*WHAT NEEDS TO BE DONE:*
Without the pictures, copy the entries below word for word.

Dataset rows on where objects appear:
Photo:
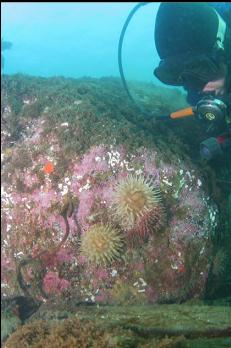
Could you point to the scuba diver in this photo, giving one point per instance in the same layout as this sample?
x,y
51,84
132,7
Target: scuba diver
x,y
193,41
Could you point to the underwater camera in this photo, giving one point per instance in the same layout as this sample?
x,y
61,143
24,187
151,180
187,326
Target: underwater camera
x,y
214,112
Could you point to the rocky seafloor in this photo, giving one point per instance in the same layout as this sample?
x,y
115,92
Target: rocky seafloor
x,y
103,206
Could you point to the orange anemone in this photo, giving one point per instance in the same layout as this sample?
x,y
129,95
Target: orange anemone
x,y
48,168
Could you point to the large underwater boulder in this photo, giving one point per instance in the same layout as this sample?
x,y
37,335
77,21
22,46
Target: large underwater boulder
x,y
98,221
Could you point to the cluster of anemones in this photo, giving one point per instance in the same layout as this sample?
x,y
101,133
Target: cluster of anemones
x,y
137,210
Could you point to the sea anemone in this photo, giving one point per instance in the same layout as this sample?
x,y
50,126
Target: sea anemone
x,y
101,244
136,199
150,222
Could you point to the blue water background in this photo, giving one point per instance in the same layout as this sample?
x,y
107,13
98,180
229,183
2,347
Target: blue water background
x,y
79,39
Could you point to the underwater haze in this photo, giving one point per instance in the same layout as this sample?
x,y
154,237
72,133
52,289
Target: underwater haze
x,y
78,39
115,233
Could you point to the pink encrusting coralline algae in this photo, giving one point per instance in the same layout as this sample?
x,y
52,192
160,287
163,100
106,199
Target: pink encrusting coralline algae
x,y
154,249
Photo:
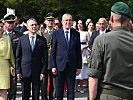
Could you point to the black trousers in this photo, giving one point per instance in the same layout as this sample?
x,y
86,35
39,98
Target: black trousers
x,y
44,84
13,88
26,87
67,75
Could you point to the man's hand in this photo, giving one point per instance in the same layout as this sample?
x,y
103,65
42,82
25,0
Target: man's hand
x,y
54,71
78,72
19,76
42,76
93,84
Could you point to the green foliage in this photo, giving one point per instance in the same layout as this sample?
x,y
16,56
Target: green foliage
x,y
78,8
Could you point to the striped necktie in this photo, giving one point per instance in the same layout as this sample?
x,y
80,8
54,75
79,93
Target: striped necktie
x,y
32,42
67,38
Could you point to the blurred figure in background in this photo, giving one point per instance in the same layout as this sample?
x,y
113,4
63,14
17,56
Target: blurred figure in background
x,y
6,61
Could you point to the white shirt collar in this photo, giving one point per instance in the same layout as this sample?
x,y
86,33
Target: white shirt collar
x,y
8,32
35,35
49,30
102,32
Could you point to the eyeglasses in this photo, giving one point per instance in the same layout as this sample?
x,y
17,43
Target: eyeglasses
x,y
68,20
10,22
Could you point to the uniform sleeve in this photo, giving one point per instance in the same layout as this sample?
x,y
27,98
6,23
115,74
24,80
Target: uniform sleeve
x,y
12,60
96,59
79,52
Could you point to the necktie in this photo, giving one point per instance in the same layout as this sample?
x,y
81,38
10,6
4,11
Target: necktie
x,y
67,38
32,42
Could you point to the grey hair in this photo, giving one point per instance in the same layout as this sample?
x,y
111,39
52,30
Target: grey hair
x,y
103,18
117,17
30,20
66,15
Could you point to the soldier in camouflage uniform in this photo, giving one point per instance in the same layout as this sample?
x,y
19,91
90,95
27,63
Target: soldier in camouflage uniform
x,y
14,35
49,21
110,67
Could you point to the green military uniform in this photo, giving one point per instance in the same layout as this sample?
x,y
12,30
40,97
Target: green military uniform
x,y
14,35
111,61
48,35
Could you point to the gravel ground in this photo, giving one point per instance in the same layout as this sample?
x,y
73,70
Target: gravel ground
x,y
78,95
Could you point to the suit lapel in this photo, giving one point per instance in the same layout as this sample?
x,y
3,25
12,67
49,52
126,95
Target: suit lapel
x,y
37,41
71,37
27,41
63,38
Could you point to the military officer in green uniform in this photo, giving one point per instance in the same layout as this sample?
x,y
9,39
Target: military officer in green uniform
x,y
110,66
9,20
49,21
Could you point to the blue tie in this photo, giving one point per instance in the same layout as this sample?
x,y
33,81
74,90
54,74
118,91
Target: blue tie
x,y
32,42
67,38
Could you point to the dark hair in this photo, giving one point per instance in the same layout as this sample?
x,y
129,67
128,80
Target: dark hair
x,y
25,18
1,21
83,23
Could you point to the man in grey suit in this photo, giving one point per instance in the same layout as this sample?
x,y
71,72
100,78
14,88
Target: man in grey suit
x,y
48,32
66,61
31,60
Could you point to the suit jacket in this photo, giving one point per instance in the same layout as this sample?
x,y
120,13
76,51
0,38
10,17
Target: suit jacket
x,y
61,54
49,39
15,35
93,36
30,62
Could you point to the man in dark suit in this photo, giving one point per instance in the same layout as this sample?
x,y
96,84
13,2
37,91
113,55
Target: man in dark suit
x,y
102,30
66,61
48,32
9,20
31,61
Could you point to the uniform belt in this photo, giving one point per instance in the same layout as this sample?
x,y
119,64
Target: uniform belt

*TASK SOLUTION:*
Photo:
Could you point to the scuba diver in this photo, giving one point per instance in the same layout as this sample?
x,y
51,84
132,7
Target: scuba diver
x,y
193,41
Could you point to the underwater camera in this photo, giving one point per instance in the same layout as this sample?
x,y
61,143
24,187
151,180
187,326
Target: underwater camera
x,y
214,112
Could you point to the rocky seafloor in this photo, giving one point per instance in the same layout as this sample?
x,y
115,92
Target: rocky seafloor
x,y
103,206
Could you point to the orange anemone in this photo, giving one point per instance in the same layout as this sample?
x,y
129,95
Target: orange anemone
x,y
48,168
Could you point to the large underwater boulder in this photo, giving one point per instance in the same layout as this sample?
x,y
37,335
77,21
22,46
Target: large underwater boulder
x,y
98,221
Could you point to the cluster of anemones in this photo, giving one point per instance in the same layout as this sample?
x,y
101,133
Target: cluster of anemones
x,y
137,210
Could you point to the sea anemone in this photo, giving one point per instance in the same layout as this sample?
x,y
50,126
Target: sea anemone
x,y
101,244
136,199
150,222
Could you point to the blue water background in this photo, giving one point per instance in the same layout as this sample?
x,y
107,13
98,180
229,183
2,347
Target: blue water background
x,y
79,39
Could you point to the underwater haze in this photo, giving one point per instance in the same layout as this sample?
x,y
154,237
72,133
52,289
Target: underwater haze
x,y
78,39
115,233
Could you point to the pink encrusting coralline algae in this photo, giving one point per instance in the same layout as this sample?
x,y
52,192
160,287
163,100
106,199
Target: pink encrusting coralline algae
x,y
154,249
Photo:
Could you point to the black trousers in this photo, giving one point per instance in the same layout as this sample?
x,y
86,35
39,98
Target: black trousers
x,y
44,84
13,88
26,87
67,75
Could you point to the man's hand in this photo, giving one point per instance in the same layout as this sample?
x,y
103,65
42,82
25,0
Target: man's hand
x,y
54,71
78,72
19,76
42,76
93,84
Could you point to the green foliage in this photo, giving one point per instance in the same layout as this sample?
x,y
16,56
Target: green foliage
x,y
78,8
Could you point to the striped necktie in this photo, giving one point per instance in the same layout as this sample?
x,y
80,8
54,75
79,93
Target: striped necktie
x,y
32,42
67,38
Could you point to the blurred figure in background in this photo, giving one point per instance in the same layout as this sample?
x,y
113,4
63,14
17,56
Target: blurred figure in background
x,y
6,61
Could you point to the white shirt collar in this photo, giving one point per instance in the same layout as this sample?
x,y
86,33
Target: white shirt collar
x,y
8,32
35,35
49,30
102,32
Could you point to the eyeglasses in this photo, giving one point per instance in the same layout as this sample?
x,y
17,43
Target: eyeglasses
x,y
68,20
10,22
Could you point to the uniform sleeve in this photo, giving one point per instance in the same layout as this sample?
x,y
27,98
6,23
115,74
24,80
Target: uniform sleeve
x,y
12,60
96,59
79,52
Could you point to the necktie in this photo, giving one point per instance in the same layout as this sample?
x,y
81,38
10,6
4,11
Target: necktie
x,y
67,38
32,42
Could you point to the grey hair in this photo, giving one point per instance in the same layout as this sample?
x,y
111,39
52,30
Target: grey hair
x,y
103,18
117,17
30,20
66,15
Could you point to the soldier in camouflage uniform in this photo, giving one point per instance in the same layout as this sample?
x,y
19,91
90,95
27,63
Target: soldier in camouflage uniform
x,y
14,35
49,21
110,67
Could you point to the green military uniform in this photo, giving one point per instance in the same layout as this sample?
x,y
12,30
40,97
Target: green military uniform
x,y
14,35
111,61
48,35
Could you point to the gravel ground in this photo, giving one point per instance in the same layout as this sample?
x,y
73,70
Target: gravel ground
x,y
78,95
Could you point to the suit lapel in this photo, giving one point per instance in the same layout as this sample?
x,y
3,25
12,67
49,52
126,95
Target: suit lapel
x,y
37,41
71,37
27,41
63,38
Could you point to the military officer in green uniform in this photo, giving one point per instance in the same layout as this sample?
x,y
9,39
Target: military officer in green uniform
x,y
110,66
9,20
49,21
Could you point to the blue tie in this photo, giving one point per instance in the same layout as this sample?
x,y
33,81
74,90
54,74
118,91
Target: blue tie
x,y
32,42
67,38
Could you point to the dark hair in this photo, giving one point per instance in the same layout as this sample?
x,y
129,67
128,80
Target: dark hair
x,y
25,18
1,21
83,23
Could you point to the man in grey suit in this photo, giving one point per instance in the same layout as this sample?
x,y
71,72
100,78
14,88
Target: man in grey suit
x,y
48,32
66,61
31,60
Could you point to the suit jacket in this photo, giving one point per instance in the same layout as this sample?
x,y
120,13
76,51
0,38
10,17
Target: suit jacket
x,y
61,54
49,39
15,35
93,36
30,62
Could you point to the man in dark suit in this photo, giving one point per instance in the same layout as this sample?
x,y
96,84
13,2
37,91
113,55
Target: man in dark suit
x,y
102,30
66,61
48,32
9,20
31,61
Could you point to the uniform belt in this photo, giving one point per instance in the same layout as this sample?
x,y
119,64
Target: uniform belt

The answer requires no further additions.